● **Prompt**
Write out the following lines word for word.

● **Source data**

********************

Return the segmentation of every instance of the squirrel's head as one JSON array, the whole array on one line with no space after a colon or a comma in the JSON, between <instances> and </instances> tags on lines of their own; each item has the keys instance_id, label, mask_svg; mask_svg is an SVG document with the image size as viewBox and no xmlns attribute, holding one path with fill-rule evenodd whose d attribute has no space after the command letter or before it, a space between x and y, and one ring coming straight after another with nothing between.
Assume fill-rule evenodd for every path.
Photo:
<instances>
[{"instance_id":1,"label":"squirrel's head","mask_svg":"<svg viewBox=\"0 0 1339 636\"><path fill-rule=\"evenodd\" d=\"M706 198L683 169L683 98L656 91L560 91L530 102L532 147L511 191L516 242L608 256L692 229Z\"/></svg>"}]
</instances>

********************

● **Response to the task**
Return the segmentation of every instance of the squirrel's head as one JSON array, the whole array on one line with no space after a colon or a comma in the JSON, between <instances> and </instances> tags on lines of their own; each item has the keys instance_id, label, mask_svg; mask_svg is an SVG document with the image size as viewBox and no xmlns attribute, holding one path with fill-rule evenodd whose d attribute has no space after the command letter or before it, a space between x and y, and one ring coming straight after another with nothing between.
Assume fill-rule evenodd for every path.
Photo:
<instances>
[{"instance_id":1,"label":"squirrel's head","mask_svg":"<svg viewBox=\"0 0 1339 636\"><path fill-rule=\"evenodd\" d=\"M706 198L683 169L683 98L656 91L560 91L530 102L532 147L511 191L516 242L608 256L692 229Z\"/></svg>"}]
</instances>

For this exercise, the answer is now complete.